Labeled-object pointing rows
# # # #
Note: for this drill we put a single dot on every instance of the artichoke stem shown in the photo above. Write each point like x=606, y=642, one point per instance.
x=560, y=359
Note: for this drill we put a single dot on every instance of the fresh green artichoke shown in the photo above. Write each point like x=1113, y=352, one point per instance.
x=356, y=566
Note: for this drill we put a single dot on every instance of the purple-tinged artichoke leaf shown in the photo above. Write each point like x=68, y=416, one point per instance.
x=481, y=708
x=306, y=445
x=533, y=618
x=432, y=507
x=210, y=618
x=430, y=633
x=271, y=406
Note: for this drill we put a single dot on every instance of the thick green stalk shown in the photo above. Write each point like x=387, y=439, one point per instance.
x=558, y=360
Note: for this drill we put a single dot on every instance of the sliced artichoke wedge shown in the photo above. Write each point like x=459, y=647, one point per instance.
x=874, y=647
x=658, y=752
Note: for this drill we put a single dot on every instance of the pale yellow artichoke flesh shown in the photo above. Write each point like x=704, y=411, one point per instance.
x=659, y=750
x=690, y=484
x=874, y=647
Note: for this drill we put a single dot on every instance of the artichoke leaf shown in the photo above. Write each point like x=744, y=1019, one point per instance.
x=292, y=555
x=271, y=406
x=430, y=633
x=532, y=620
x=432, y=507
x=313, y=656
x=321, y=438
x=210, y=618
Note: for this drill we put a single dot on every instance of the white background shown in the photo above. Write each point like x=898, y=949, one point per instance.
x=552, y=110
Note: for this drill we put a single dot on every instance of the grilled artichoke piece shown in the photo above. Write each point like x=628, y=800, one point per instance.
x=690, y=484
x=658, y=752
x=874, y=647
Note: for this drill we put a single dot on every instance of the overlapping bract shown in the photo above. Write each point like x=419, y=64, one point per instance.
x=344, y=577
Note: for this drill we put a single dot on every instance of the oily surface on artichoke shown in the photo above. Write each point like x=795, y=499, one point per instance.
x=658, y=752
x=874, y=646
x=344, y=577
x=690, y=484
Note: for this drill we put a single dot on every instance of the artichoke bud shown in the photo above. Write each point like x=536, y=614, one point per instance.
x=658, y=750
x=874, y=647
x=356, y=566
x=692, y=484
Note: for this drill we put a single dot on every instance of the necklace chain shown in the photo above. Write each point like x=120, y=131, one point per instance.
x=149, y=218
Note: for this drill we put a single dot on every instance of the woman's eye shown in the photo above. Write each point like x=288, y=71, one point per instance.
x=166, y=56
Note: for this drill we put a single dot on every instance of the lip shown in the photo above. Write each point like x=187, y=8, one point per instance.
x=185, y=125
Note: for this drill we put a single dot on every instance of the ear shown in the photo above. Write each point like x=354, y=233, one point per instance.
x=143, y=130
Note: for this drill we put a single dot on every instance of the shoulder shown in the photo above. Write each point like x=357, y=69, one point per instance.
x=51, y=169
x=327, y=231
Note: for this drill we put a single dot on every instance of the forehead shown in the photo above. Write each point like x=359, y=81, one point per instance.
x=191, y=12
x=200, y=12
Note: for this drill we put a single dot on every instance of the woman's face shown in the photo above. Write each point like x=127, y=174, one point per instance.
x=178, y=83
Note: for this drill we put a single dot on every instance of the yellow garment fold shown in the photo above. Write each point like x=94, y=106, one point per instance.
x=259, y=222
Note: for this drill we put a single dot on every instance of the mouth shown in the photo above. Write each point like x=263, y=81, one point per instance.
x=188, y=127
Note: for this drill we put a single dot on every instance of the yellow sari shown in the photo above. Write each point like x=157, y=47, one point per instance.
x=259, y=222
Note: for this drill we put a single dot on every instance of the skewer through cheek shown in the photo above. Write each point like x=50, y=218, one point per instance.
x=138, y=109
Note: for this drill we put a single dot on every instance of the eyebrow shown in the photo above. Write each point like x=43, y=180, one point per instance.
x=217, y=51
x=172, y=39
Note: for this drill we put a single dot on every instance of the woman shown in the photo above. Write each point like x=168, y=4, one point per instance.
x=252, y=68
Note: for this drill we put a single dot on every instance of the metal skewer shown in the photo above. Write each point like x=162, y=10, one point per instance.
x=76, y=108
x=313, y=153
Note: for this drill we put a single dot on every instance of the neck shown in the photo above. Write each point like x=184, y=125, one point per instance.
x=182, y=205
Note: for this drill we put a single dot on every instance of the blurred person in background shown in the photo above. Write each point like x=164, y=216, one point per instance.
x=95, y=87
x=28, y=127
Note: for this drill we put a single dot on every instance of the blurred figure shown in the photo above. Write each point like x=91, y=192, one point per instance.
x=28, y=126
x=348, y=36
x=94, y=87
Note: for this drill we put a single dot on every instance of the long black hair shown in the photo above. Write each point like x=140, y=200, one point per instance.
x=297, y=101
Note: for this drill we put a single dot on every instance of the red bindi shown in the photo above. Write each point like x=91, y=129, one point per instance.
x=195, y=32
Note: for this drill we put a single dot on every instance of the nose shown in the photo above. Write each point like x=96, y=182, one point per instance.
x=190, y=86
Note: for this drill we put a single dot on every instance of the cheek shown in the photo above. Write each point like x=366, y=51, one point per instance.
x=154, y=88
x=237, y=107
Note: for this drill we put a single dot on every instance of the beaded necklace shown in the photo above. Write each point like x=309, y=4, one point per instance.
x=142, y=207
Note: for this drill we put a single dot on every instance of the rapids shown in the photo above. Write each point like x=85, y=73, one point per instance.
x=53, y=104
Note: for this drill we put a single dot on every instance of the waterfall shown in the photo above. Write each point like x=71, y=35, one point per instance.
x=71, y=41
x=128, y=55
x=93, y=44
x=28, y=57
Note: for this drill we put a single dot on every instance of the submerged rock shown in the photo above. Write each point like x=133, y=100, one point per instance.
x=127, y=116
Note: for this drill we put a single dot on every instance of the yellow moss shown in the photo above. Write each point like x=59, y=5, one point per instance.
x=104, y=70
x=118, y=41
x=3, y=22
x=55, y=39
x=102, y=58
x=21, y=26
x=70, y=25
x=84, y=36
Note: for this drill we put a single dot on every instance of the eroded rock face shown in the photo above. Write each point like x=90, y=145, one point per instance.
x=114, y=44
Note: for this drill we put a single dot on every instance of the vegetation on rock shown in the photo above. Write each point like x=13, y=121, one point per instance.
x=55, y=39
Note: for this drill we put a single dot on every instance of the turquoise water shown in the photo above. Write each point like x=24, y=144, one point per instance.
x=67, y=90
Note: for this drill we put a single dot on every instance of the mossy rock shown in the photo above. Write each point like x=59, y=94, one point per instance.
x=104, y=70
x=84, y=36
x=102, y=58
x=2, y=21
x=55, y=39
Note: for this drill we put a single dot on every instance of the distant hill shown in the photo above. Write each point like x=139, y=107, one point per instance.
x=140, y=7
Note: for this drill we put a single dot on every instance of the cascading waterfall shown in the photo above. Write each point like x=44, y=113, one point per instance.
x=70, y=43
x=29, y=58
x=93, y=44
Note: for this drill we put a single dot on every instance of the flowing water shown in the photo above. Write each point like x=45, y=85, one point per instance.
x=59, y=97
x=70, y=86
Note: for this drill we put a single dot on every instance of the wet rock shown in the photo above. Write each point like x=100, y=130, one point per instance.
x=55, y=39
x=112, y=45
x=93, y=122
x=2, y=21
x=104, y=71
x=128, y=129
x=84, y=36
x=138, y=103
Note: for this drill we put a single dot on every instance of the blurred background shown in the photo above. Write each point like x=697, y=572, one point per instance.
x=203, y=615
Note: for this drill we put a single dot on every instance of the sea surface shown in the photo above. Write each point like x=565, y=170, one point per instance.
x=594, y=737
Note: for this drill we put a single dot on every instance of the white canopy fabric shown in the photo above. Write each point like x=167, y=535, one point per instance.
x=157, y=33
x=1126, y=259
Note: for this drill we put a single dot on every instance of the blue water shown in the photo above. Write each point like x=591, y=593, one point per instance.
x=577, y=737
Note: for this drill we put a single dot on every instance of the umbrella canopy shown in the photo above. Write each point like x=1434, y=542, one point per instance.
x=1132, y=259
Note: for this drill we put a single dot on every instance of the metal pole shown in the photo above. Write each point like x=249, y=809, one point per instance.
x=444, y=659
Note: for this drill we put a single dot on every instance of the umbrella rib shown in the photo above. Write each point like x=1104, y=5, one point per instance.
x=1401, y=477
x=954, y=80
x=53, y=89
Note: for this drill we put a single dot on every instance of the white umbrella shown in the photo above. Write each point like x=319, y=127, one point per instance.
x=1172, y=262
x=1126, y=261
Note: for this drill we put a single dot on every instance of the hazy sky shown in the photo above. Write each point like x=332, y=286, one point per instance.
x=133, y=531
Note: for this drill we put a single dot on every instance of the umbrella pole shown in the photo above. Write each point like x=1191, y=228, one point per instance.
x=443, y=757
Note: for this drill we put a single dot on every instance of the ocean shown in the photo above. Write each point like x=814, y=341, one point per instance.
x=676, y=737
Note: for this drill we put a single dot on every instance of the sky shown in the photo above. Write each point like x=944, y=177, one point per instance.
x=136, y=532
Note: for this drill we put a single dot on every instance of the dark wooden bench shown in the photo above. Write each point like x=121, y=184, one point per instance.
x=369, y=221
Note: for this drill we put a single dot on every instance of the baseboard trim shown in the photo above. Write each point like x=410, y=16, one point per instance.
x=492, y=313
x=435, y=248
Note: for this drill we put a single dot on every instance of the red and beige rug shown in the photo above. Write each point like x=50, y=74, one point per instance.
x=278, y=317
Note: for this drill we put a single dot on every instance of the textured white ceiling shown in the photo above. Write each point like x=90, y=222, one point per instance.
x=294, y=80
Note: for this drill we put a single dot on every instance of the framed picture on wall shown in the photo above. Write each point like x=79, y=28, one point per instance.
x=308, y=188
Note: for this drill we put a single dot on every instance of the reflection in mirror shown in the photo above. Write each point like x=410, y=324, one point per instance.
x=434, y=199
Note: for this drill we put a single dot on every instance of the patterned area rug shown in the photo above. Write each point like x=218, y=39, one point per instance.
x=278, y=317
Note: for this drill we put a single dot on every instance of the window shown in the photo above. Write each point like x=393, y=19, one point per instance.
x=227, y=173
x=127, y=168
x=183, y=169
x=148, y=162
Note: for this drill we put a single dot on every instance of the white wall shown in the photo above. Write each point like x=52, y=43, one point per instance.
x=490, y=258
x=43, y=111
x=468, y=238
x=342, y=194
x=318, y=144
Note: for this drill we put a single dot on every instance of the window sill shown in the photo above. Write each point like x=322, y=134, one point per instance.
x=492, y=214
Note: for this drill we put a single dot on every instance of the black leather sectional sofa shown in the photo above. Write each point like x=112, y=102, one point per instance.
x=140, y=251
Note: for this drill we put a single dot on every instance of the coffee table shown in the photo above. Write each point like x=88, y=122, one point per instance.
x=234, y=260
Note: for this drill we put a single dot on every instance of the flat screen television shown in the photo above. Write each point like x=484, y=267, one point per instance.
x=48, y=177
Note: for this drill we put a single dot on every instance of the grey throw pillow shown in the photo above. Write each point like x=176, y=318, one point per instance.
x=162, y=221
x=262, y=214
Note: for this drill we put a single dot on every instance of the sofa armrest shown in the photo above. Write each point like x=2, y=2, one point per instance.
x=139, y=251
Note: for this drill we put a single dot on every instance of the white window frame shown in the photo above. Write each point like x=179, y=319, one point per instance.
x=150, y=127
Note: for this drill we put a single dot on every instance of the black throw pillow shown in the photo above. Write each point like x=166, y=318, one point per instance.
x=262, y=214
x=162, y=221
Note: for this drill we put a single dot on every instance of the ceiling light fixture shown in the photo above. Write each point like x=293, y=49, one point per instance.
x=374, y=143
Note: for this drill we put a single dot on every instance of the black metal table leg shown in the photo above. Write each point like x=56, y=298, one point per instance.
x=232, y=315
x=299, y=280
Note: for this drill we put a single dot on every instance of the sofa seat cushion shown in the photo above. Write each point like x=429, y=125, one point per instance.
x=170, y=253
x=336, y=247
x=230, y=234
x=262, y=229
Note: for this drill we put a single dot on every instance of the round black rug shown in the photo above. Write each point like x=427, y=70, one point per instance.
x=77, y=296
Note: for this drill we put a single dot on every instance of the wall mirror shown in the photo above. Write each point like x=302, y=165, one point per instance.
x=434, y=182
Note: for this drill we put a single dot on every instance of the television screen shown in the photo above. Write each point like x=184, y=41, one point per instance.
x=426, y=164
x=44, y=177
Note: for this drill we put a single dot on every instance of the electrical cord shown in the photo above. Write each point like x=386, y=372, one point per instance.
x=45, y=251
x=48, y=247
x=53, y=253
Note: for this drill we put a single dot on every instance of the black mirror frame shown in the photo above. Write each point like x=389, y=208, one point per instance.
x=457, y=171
# # # #
Recast the rows as a Markdown table with the columns Number and Line, starting with the line that contains "y=145, one point per instance." and going on through the line that contains "x=594, y=737". Leave out any blank lines.

| Number | Line |
|---|---|
| 1 | Note: for this drill we put a single dot on every instance of the eroded rock face shown in the photo above. Write each point like x=90, y=145, one point per instance. |
| 2 | x=114, y=44 |
| 3 | Note: for this drill we put a single dot on every instance of the vegetation on rock shown in the photo above. Write each point like x=13, y=121, one point per instance. |
| 4 | x=55, y=39 |
| 5 | Note: for this drill we put a single dot on every instance of the turquoise water shown in the photo above. Write each point like x=24, y=144, one point per instance. |
| 6 | x=67, y=90 |
| 7 | Note: for this drill we put a single dot on every instance of the mossy rock shown in the photo above. Write each point like x=59, y=94, one point per instance. |
| 8 | x=104, y=70 |
| 9 | x=84, y=36 |
| 10 | x=102, y=58 |
| 11 | x=2, y=21 |
| 12 | x=55, y=39 |
| 13 | Note: for this drill we put a single dot on every instance of the distant hill shown in the photo above. Write each point like x=139, y=107, one point per instance. |
| 14 | x=140, y=7 |
| 15 | Note: for this drill we put a single dot on every instance of the cascading waterfall shown in the photo above. Write each point like x=44, y=113, one point per instance. |
| 16 | x=70, y=43 |
| 17 | x=29, y=58 |
| 18 | x=93, y=44 |
| 19 | Note: for this drill we put a single dot on every instance of the flowing water shown in the photo above. Write each point like x=45, y=85, one point per instance. |
| 20 | x=59, y=97 |
| 21 | x=70, y=86 |
| 22 | Note: for this drill we put a single dot on every instance of the wet rock shown in the photo above. Write each point like x=100, y=130, one point per instance. |
| 23 | x=55, y=39 |
| 24 | x=112, y=45 |
| 25 | x=93, y=122 |
| 26 | x=2, y=21 |
| 27 | x=104, y=71 |
| 28 | x=128, y=129 |
| 29 | x=84, y=36 |
| 30 | x=138, y=103 |
| 31 | Note: for this drill we put a single dot on every instance of the blurred background shown in the photo above. Write each point like x=697, y=572, one point per instance. |
| 32 | x=203, y=615 |
| 33 | Note: for this drill we put a single dot on every instance of the sea surface shown in the photo above. Write each point like x=565, y=170, one point per instance. |
| 34 | x=594, y=737 |